§ Task requirements
List each line in the items below that contains the string "rough". Case counts.

§ Dataset
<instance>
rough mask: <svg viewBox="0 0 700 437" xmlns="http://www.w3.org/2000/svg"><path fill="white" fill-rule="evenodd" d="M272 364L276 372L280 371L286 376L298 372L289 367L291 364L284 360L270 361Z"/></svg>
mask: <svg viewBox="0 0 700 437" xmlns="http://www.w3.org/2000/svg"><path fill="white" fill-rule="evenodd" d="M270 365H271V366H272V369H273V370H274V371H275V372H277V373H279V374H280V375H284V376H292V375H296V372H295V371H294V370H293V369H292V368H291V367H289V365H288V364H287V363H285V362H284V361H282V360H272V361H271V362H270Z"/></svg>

* * *

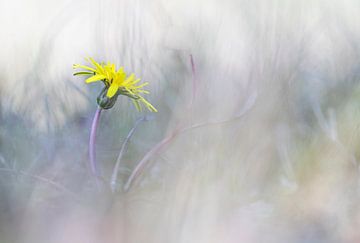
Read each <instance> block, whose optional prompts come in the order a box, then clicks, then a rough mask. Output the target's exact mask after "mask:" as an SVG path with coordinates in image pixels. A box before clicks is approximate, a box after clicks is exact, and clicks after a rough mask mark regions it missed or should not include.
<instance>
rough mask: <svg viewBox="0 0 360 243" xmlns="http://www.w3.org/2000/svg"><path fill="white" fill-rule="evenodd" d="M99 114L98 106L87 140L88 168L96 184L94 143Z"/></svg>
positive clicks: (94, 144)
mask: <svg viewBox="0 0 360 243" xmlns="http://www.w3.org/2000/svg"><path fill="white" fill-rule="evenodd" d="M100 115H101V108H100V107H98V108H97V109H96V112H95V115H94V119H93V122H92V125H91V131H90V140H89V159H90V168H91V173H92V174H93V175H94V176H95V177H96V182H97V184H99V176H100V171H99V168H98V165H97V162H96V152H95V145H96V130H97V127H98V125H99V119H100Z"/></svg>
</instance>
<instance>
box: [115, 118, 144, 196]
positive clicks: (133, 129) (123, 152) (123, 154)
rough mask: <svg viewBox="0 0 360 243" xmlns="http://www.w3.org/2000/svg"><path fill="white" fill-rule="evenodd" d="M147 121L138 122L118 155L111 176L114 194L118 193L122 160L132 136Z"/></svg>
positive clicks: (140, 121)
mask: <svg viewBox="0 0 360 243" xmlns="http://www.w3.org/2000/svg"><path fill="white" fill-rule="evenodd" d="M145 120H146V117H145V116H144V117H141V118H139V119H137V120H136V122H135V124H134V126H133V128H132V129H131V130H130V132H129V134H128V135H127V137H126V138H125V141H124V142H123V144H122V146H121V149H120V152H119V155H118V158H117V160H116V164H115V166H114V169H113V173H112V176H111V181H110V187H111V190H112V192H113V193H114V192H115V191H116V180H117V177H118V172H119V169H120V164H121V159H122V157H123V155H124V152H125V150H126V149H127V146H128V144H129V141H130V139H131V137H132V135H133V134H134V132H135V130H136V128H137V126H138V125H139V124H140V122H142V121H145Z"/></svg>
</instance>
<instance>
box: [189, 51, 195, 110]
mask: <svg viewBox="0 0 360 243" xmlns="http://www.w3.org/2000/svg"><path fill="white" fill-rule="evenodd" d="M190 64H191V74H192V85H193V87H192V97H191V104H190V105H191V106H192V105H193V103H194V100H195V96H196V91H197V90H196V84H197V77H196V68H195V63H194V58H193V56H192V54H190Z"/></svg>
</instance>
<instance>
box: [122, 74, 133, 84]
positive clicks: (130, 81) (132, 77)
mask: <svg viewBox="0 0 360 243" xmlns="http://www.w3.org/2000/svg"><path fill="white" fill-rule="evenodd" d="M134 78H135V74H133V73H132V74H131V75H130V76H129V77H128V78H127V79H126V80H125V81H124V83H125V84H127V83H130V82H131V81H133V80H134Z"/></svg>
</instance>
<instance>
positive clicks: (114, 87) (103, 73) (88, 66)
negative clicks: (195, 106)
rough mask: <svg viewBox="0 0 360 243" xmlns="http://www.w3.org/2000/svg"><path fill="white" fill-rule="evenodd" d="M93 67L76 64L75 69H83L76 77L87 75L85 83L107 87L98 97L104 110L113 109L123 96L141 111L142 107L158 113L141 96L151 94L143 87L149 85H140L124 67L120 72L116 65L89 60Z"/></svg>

§ Result for this task
rough mask: <svg viewBox="0 0 700 437" xmlns="http://www.w3.org/2000/svg"><path fill="white" fill-rule="evenodd" d="M272 364L276 372L280 371L286 376L298 372L289 367L291 364L284 360L270 361Z"/></svg>
Read each <instance> block, whose optional prompts come in the order a box, then clicks, then a rough mask. Output the target's exact mask after "mask:" as an SVG path with coordinates in image pixels. A box before clicks is approximate, a box after clicks is exact, and clicks after a rough mask mark regions it missed or should not include.
rough mask: <svg viewBox="0 0 360 243" xmlns="http://www.w3.org/2000/svg"><path fill="white" fill-rule="evenodd" d="M99 114L98 106L87 140L88 168L96 184L94 143Z"/></svg>
rough mask: <svg viewBox="0 0 360 243" xmlns="http://www.w3.org/2000/svg"><path fill="white" fill-rule="evenodd" d="M147 121L138 122L118 155L111 176L114 194L118 193L122 160L132 136Z"/></svg>
rough mask: <svg viewBox="0 0 360 243" xmlns="http://www.w3.org/2000/svg"><path fill="white" fill-rule="evenodd" d="M93 67L76 64L75 69H83L76 77L87 75L85 83L107 87L98 97L104 110L113 109L123 96L141 111L142 107L158 113L141 96L151 94L143 87L149 85H140L124 67L120 72L116 65L89 60Z"/></svg>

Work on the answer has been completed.